→ **Extracted entries**:
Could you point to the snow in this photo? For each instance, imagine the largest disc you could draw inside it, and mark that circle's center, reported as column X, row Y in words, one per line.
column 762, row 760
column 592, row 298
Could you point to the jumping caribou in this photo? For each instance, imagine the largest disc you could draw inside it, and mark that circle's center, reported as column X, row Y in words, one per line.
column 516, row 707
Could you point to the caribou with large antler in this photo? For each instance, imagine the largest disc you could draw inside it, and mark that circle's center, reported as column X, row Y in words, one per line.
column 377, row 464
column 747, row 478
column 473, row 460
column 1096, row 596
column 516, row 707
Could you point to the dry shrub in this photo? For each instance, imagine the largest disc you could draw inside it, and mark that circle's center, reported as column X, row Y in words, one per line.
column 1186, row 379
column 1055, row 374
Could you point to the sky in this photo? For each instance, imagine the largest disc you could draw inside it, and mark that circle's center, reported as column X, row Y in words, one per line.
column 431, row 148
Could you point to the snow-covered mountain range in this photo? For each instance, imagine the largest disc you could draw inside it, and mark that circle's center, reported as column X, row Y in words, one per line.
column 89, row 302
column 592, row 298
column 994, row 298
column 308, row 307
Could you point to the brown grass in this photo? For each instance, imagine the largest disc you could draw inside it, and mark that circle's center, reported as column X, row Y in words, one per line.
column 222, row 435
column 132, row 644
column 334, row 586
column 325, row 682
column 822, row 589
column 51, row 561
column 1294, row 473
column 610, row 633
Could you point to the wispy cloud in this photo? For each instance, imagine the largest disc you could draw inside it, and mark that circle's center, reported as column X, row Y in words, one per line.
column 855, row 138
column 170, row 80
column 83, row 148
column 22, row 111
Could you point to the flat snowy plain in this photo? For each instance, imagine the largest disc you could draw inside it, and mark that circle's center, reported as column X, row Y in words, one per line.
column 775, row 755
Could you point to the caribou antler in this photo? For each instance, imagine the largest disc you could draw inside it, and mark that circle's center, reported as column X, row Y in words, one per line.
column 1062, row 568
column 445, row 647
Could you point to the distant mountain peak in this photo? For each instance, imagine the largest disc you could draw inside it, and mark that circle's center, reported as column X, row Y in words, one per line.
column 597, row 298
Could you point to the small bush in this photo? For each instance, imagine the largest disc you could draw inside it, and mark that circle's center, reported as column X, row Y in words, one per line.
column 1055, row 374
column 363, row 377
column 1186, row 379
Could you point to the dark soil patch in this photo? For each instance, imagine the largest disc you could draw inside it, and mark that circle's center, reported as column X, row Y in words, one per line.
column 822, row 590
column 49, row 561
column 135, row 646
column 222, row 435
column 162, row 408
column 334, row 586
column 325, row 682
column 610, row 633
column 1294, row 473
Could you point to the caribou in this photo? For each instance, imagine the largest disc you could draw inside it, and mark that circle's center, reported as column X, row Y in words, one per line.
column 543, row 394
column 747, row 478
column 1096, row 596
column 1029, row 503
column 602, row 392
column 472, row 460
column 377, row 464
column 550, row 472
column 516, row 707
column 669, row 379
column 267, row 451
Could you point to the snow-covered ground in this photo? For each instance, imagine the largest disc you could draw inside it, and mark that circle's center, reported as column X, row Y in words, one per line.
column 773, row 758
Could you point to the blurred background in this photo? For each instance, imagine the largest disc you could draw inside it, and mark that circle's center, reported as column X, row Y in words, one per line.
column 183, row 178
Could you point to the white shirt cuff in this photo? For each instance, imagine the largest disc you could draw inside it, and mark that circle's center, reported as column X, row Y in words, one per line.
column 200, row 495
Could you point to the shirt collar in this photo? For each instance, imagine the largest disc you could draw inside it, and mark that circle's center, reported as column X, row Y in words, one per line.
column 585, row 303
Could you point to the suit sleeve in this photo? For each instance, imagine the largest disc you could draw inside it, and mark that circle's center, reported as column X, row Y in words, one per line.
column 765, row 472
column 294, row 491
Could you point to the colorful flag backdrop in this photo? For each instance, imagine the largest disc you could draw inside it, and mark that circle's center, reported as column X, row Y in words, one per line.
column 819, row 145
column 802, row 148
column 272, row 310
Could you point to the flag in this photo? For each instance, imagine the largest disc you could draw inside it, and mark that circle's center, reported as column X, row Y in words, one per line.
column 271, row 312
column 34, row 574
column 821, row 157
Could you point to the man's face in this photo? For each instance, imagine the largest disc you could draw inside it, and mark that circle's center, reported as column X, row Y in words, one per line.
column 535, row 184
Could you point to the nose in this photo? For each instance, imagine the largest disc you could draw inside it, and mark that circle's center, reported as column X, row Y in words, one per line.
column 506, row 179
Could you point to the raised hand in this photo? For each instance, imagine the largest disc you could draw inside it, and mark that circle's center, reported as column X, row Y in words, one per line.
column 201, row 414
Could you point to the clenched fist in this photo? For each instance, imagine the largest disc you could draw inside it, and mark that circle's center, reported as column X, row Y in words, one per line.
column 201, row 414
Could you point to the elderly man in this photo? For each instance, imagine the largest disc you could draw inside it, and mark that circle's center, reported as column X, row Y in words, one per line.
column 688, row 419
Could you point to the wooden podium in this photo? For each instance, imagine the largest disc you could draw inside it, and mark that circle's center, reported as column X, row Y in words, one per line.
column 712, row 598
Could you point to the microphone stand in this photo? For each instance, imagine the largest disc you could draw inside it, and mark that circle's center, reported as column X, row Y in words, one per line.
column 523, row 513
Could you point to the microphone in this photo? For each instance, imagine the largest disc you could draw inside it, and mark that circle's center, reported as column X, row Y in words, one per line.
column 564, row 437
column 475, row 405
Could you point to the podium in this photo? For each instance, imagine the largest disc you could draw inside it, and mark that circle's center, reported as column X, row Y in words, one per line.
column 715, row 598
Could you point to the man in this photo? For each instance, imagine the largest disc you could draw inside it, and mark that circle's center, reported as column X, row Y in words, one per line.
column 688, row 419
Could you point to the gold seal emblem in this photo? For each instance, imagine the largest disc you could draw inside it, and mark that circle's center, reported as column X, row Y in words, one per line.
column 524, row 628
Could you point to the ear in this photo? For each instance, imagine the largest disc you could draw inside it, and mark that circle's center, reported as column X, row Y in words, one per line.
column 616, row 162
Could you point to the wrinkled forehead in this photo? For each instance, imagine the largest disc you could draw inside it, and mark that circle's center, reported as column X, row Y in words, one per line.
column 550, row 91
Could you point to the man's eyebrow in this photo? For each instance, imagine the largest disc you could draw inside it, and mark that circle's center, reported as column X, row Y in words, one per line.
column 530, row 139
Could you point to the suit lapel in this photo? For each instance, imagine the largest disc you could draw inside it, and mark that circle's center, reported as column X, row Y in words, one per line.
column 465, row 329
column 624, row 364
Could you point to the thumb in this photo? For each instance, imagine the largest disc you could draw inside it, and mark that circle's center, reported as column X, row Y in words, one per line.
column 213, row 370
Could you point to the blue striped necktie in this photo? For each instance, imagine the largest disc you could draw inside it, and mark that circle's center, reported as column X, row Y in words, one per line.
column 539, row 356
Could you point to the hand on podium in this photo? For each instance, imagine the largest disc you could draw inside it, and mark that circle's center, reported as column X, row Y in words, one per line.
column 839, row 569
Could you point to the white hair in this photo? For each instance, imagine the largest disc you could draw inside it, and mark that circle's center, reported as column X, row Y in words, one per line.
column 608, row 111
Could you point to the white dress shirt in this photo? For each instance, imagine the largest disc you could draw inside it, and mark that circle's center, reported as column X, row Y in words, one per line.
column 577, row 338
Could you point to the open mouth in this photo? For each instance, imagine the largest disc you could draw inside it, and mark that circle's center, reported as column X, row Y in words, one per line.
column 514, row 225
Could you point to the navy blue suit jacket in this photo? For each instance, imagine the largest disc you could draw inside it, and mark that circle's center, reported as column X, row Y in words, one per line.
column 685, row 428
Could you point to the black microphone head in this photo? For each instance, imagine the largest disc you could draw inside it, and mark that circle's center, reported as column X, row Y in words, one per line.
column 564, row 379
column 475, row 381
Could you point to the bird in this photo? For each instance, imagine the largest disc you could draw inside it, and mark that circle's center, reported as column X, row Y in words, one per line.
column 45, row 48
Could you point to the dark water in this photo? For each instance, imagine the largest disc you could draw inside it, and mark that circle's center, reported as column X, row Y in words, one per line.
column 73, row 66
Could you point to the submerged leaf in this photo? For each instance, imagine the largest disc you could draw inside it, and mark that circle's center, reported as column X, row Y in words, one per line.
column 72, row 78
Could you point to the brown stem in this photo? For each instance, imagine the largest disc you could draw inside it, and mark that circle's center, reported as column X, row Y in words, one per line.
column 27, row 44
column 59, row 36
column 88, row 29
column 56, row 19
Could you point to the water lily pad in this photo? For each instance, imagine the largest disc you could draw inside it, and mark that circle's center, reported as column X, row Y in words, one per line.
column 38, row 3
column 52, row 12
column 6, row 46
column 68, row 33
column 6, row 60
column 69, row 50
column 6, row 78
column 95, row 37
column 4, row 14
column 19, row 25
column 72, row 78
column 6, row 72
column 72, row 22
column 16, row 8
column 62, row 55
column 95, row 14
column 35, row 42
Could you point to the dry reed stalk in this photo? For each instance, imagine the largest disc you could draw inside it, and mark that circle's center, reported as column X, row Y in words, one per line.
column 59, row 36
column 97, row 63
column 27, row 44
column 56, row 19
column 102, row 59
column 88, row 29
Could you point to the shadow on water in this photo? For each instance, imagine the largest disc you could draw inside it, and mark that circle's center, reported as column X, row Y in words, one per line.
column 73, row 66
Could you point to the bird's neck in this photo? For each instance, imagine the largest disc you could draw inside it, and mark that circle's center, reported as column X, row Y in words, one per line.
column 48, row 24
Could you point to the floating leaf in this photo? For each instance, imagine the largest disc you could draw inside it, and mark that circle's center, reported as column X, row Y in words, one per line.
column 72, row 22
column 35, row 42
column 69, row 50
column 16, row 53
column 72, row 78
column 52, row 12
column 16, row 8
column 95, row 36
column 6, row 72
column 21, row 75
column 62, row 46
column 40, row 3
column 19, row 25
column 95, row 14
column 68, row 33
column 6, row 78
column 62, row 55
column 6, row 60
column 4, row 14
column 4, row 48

→ **Aim**: Rewrite the lines as a JSON list of strings, one string per line with blank lines left out, starting with the line that contains "Could you point to the flat" and going on through the line that contains "column 597, row 298".

→ **Expected answer**:
[
  "Could you point to the flat snowy plain in this photo? For each instance, imagine the largest disc you could draw inside it, and mark that circle's center, reported as column X, row Y in words, one per line.",
  "column 775, row 755",
  "Could you point to the caribou antler in this photo? For each instance, imagine the largest disc you could draw inside it, and mark that circle's center, reported as column X, row Y in words, one per line.",
  "column 1062, row 568",
  "column 445, row 647",
  "Could you point to the distant mountain peak in this photo? For each instance, imagine the largest disc you could draw inside it, and mark that circle's center, reported as column X, row Y in words, one per line.",
  "column 597, row 298"
]